*Your instructions*:
In the records below, count the lines that have "chrome" and answer with the number alone.

*** Data provided Section Begins ***

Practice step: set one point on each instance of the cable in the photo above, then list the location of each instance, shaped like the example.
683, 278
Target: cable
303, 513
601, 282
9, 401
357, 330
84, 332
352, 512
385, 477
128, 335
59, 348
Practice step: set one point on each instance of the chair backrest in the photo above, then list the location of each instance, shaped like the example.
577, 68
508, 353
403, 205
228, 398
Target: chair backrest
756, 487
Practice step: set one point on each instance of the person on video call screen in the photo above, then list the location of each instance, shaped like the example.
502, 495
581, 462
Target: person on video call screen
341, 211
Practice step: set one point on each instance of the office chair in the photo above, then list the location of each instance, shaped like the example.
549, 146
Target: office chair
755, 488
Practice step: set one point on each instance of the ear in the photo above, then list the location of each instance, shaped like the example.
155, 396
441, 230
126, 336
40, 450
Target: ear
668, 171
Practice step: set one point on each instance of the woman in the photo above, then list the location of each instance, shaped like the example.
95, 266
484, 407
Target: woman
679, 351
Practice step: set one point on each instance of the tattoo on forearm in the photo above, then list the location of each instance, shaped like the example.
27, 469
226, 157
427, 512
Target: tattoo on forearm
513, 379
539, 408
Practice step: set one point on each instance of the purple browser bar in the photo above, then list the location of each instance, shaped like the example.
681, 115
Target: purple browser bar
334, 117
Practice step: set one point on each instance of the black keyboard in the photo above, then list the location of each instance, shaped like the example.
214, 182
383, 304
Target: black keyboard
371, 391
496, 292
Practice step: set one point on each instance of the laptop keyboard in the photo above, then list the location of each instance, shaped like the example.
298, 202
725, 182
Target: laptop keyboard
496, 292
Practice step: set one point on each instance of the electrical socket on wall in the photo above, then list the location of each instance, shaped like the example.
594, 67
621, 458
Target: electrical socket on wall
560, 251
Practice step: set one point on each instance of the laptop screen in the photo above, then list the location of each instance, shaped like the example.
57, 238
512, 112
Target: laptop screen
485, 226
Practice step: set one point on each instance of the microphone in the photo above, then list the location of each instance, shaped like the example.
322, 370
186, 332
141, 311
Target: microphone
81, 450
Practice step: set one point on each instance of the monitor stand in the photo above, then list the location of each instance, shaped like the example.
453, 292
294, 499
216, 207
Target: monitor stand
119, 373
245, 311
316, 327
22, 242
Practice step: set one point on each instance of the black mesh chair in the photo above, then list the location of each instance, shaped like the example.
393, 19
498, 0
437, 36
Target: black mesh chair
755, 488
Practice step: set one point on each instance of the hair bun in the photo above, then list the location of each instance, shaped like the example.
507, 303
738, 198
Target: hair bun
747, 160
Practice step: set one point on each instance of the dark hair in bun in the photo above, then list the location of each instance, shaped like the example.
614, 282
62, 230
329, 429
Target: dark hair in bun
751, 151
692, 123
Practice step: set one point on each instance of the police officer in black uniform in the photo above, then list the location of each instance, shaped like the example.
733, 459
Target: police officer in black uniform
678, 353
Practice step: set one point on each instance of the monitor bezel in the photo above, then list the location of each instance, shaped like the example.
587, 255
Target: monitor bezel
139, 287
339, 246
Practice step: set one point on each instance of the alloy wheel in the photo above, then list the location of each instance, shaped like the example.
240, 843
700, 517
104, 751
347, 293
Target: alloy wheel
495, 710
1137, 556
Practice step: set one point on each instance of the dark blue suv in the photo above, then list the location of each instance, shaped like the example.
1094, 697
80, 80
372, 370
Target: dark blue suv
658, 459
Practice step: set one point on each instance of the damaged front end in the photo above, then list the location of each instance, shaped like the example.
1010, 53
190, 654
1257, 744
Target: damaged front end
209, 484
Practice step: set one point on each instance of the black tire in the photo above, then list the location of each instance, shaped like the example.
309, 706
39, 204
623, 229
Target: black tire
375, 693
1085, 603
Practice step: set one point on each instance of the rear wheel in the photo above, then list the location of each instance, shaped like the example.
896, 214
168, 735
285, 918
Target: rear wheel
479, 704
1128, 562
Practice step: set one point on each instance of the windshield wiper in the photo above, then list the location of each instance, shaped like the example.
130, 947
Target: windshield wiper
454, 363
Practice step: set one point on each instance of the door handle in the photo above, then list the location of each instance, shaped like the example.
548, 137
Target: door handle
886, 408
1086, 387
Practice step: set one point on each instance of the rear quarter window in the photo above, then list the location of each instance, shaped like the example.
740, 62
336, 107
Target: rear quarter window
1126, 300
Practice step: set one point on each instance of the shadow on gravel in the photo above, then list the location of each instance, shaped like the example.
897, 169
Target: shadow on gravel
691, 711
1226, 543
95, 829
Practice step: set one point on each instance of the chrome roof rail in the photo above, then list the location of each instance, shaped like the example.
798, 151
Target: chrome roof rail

*** Data provided Section Ends ***

*Task solution*:
2